SUPPLIED PASSAGE:
------

An 18-year-old woman suspected of making threats to Denver-area schools has been found dead in an apparent suicide, according to police.

Sol Pais was reportedly obsessed with the 1999 Columbine high school massacre, in which two teenagers murdered 12 students and a teacher.

The alleged threat led to school closures, affecting more than 400,000 students, and a manhunt for the woman.

She flew to Denver ahead of the 20th anniversary of the Columbine shooting.

Jefferson County Sheriff Jeff Shrader told reporters on Wednesday that she died from an apparent self-inflicted gunshot wound.

The FBI earlier tweeted there was no longer a threat to the community and the suspect is deceased.

Image copyright FBI
Image caption Sol Pais was reportedly obsessed with the Columbine massacre

Officials said at a news conference that local schools would reopen on Thursday and events marking the anniversary of the 1999 shooting would continue on Saturday.

The Miami Beach high school student travelled to Denver from Miami on Monday night and purchased a pump-action shotgun and ammunition, the Jefferson County Sheriff's Office said.

Police had considered her armed and extremely dangerous.

Nearly 30 armed officers swarm the woods near the Echo Park Campground in the Arapaho National Forest, CBS News reports.

The Echo Lake Lodge, nearby to where she was reportedly found, does not open until late May due to weather.

Witnesses told local media that she was seen running naked and armed with a gun in the area earlier on Wednesday.

Skip Twitter post by @FBIDenver

We can confirm that Sol Pais is deceased. We are grateful to everyone who submitted tips and to all our law enforcement partners for their efforts in keeping our community safe.

------

GIVEN INFORMATION:
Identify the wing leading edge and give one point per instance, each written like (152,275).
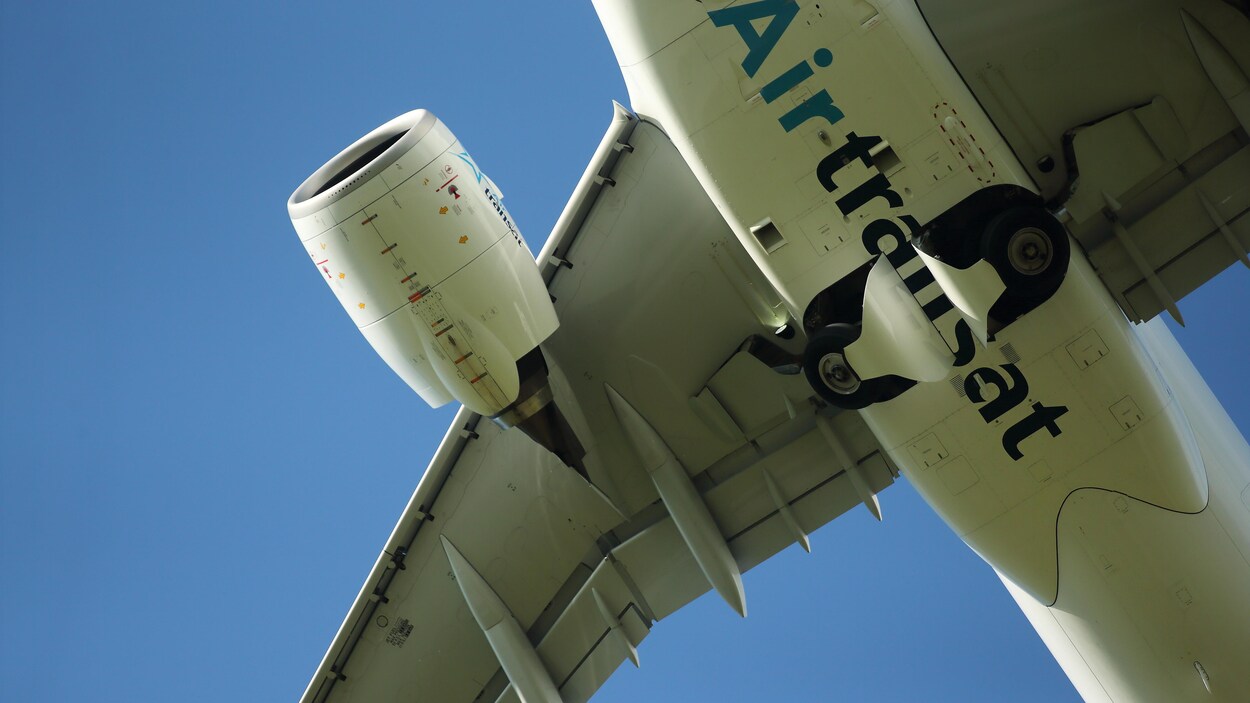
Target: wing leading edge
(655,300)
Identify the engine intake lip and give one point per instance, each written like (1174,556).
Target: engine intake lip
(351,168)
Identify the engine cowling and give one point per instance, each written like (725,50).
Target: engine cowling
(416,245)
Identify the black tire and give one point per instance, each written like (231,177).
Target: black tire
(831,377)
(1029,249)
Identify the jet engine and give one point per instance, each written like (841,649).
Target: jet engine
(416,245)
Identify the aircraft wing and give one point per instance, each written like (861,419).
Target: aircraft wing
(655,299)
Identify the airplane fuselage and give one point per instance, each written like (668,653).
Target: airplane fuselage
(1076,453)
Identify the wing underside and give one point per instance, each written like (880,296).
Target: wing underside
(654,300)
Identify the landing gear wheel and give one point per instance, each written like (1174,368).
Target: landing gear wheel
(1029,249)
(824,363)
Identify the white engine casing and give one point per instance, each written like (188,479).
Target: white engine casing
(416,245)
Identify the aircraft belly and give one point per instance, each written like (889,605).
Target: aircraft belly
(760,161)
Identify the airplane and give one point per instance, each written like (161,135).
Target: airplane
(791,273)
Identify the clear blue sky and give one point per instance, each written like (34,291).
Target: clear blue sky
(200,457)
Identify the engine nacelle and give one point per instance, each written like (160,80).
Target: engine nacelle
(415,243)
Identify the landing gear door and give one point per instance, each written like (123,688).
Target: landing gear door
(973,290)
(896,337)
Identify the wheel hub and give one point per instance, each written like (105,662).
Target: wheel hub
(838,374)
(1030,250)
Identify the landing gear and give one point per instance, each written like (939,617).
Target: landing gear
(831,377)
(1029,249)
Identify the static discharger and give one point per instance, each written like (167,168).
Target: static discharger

------

TASK BRIEF:
Copy word for word the part of the news report about the Denver school threats that begins with "The alleged threat" and ends with "Sheriff's Office said.". The entries have no connection to the news report about the Denver school threats.

SOLUTION FOR THIS PROBLEM:
The alleged threat led to school closures, affecting more than 400,000 students, and a manhunt for the woman.

She flew to Denver ahead of the 20th anniversary of the Columbine shooting.

Jefferson County Sheriff Jeff Shrader told reporters on Wednesday that she died from an apparent self-inflicted gunshot wound.

The FBI earlier tweeted there was no longer a threat to the community and the suspect is deceased.

Image copyright FBI
Image caption Sol Pais was reportedly obsessed with the Columbine massacre

Officials said at a news conference that local schools would reopen on Thursday and events marking the anniversary of the 1999 shooting would continue on Saturday.

The Miami Beach high school student travelled to Denver from Miami on Monday night and purchased a pump-action shotgun and ammunition, the Jefferson County Sheriff's Office said.